WHAT TO PRODUCE: Output verbatim the stretch of items from the line containing "For the benchmark, mark every instance of the police rank" through the line containing "[[497, 361]]", both lines included, and nothing else.

SUPPLIED ENTRIES:
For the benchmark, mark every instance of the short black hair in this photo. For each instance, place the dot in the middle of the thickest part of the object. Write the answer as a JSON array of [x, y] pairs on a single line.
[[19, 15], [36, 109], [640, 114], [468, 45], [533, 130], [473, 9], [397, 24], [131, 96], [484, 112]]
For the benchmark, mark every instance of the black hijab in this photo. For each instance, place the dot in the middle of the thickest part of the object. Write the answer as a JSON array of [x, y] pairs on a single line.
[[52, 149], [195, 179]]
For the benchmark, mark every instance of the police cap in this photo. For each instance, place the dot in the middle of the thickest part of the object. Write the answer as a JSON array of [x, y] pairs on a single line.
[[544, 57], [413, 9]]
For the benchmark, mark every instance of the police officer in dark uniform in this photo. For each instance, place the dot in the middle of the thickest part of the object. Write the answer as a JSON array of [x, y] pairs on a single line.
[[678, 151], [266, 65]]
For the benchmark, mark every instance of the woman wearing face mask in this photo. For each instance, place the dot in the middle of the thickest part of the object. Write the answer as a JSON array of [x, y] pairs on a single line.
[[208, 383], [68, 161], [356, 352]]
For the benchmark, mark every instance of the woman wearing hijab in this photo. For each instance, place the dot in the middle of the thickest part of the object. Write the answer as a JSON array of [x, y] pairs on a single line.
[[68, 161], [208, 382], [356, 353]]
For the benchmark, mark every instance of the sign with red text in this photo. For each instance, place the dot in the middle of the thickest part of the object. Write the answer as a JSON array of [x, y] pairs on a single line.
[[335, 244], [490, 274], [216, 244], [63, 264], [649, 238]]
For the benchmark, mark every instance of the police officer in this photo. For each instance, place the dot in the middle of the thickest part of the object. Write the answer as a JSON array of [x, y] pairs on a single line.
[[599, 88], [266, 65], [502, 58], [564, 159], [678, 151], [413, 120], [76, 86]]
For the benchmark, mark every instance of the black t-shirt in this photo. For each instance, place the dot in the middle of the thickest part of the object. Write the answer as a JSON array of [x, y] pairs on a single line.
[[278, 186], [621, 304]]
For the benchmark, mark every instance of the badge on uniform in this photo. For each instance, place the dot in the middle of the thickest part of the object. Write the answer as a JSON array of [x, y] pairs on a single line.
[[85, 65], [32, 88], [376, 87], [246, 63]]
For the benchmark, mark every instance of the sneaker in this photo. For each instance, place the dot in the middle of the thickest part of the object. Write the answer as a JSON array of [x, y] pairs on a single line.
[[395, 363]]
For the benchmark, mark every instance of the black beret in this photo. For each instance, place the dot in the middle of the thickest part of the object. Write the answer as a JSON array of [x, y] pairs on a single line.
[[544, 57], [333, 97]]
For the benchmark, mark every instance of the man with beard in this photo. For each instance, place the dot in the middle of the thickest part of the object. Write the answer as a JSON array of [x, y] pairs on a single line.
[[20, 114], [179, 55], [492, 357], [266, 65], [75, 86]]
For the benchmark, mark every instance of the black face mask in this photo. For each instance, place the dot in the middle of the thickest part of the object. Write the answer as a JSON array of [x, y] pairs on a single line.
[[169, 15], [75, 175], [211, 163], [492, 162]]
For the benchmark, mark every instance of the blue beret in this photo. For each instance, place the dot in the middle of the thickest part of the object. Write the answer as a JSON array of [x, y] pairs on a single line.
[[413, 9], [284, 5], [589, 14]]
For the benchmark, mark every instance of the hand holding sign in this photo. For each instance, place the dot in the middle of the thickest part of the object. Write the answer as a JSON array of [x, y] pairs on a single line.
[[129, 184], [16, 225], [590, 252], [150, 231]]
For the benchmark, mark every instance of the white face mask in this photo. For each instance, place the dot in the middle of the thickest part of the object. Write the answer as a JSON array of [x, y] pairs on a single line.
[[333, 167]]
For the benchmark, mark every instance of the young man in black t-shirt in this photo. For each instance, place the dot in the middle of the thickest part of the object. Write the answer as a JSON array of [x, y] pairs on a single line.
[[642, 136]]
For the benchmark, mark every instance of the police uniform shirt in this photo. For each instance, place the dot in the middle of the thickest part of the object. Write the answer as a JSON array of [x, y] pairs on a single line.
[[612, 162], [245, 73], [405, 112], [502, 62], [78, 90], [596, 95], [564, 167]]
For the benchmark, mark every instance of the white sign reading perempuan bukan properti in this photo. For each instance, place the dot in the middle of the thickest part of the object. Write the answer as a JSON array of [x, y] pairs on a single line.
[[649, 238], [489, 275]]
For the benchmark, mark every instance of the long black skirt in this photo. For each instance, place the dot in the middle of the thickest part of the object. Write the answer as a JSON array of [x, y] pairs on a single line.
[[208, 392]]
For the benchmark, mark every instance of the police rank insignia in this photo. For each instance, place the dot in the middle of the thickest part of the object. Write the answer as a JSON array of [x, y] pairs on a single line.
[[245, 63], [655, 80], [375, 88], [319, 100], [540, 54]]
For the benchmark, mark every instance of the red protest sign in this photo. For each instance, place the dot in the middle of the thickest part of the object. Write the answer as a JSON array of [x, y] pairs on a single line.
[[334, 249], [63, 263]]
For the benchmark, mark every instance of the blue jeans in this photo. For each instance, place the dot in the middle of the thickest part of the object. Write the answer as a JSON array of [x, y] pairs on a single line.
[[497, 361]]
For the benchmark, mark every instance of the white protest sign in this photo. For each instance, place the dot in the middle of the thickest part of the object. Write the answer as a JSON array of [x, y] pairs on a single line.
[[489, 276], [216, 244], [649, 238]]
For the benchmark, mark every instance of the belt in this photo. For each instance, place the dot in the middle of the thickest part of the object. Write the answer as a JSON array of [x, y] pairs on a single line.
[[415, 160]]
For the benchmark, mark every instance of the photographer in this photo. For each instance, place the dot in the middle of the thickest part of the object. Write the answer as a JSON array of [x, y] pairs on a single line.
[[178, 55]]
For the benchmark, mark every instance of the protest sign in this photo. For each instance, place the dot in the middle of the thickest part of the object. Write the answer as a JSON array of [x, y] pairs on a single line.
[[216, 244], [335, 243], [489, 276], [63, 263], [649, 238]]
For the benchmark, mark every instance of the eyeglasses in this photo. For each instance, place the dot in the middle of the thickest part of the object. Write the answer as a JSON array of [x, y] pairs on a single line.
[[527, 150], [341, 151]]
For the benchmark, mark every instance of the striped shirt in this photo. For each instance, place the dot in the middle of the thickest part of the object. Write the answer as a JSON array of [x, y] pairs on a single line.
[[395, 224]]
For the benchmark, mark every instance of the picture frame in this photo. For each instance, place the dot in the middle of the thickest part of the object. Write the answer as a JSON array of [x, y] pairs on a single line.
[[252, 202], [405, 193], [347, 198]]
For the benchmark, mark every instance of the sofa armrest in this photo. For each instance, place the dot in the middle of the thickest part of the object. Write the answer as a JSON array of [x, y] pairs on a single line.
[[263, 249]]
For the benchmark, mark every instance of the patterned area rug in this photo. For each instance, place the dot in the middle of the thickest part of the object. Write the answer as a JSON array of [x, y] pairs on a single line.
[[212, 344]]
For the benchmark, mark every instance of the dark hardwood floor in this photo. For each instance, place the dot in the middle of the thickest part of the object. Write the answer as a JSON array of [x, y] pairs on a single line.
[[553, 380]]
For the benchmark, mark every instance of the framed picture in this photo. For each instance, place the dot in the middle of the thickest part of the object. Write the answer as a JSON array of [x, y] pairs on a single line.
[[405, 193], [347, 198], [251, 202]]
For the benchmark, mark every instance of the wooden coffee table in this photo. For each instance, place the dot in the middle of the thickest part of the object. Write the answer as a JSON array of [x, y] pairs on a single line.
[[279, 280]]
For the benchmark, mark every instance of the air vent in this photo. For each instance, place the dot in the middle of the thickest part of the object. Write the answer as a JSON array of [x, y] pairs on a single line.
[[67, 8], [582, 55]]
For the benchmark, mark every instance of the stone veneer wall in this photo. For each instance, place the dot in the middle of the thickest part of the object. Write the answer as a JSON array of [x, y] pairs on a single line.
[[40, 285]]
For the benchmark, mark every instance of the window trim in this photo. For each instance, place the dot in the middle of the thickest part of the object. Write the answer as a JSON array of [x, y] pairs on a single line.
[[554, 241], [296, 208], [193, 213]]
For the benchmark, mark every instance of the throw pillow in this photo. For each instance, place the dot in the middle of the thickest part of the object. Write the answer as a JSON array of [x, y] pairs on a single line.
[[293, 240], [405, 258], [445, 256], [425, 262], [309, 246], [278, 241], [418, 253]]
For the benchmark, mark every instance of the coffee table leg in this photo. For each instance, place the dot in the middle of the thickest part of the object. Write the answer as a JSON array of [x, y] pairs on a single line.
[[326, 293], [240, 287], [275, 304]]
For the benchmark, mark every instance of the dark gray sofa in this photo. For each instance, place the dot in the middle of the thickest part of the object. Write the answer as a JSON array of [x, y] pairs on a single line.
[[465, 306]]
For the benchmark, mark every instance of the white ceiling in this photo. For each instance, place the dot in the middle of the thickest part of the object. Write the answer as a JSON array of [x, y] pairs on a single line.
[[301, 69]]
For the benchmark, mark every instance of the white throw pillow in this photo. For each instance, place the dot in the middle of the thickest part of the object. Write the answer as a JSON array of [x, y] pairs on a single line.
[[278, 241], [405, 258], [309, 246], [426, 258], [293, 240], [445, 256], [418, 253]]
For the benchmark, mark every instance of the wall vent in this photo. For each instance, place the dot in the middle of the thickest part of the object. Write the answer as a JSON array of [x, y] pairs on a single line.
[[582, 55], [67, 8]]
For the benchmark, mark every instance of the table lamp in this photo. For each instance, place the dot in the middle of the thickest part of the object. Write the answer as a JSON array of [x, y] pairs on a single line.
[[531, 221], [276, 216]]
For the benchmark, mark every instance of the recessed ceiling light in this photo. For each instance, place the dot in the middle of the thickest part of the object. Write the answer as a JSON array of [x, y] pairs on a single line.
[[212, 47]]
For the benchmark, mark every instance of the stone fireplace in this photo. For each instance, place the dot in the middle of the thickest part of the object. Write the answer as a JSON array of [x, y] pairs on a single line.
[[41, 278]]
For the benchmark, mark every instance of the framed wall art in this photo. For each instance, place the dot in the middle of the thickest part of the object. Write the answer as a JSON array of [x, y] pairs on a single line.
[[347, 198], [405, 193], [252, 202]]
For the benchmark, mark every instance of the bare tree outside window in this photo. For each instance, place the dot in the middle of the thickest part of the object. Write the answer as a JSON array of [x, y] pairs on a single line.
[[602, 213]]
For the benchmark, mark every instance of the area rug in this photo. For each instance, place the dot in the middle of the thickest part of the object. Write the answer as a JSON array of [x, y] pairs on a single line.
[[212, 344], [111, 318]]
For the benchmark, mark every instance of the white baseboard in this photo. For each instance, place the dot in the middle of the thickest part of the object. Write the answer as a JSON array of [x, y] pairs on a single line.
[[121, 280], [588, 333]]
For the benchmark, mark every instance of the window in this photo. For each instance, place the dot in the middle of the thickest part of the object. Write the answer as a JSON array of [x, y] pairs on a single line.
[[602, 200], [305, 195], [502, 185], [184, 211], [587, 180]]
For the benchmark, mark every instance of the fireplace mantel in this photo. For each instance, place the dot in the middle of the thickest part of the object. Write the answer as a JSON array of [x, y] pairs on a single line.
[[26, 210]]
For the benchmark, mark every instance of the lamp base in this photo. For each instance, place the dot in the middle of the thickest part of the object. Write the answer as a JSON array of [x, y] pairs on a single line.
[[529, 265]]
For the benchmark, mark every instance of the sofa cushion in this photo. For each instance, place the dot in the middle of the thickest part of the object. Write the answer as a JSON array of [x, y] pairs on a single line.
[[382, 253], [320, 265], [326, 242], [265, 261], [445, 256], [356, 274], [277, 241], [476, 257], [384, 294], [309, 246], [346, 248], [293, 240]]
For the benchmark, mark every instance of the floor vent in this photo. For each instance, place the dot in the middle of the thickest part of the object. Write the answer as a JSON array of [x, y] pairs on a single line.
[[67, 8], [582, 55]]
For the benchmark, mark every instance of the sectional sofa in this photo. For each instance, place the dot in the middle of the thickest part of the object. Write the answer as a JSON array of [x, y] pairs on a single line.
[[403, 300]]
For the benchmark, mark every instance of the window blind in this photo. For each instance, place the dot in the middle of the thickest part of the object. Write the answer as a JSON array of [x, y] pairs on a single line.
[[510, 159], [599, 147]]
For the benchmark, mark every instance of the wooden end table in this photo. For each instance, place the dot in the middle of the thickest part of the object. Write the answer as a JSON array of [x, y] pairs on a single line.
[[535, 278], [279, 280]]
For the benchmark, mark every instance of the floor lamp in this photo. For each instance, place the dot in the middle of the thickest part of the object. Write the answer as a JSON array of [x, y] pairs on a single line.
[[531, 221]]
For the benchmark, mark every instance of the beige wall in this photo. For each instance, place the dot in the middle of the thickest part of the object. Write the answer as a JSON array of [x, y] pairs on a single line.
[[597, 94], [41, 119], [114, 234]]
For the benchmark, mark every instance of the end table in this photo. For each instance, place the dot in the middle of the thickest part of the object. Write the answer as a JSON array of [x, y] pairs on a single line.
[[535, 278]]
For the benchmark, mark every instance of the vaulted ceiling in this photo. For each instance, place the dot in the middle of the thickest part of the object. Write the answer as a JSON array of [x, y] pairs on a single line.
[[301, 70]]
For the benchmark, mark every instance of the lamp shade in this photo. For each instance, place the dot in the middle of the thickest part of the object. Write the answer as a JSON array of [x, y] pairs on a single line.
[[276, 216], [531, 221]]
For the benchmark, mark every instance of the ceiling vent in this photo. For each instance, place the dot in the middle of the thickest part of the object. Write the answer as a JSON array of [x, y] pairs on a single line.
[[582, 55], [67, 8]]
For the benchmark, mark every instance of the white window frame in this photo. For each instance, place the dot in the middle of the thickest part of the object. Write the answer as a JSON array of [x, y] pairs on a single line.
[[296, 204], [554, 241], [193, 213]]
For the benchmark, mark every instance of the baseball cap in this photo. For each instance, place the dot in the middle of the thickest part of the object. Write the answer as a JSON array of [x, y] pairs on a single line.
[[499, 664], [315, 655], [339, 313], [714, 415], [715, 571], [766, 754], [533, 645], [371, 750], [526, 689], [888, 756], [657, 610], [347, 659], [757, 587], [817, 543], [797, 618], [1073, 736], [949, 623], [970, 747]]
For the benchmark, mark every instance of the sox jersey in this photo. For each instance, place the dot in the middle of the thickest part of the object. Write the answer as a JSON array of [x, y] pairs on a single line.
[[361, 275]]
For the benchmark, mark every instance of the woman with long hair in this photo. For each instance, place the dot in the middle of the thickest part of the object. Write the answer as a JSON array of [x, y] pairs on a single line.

SOLVED PROBLEM:
For the benchmark, mark every instance of the police rank insignia in this photo. For each instance, place the dot in the middle of the thickest part of the object. Write the answer as a JSON array of [x, y] pairs on a single line.
[[245, 63], [655, 80], [375, 88], [319, 100], [540, 54]]
For the benchmark, mark every instance of the red protest sign in this photo. For each instance, place the dot in the middle of the thickest part of the object. Write the answer as a JSON array of [x, y] pairs on a single line.
[[334, 249], [63, 263]]
For the benchmark, mark every instance of the blue jeans in this photo. For each instance, place the dot in the middle of the thickest part of the object. Write the answer as a JSON array of [x, y] pairs on a single line.
[[497, 361]]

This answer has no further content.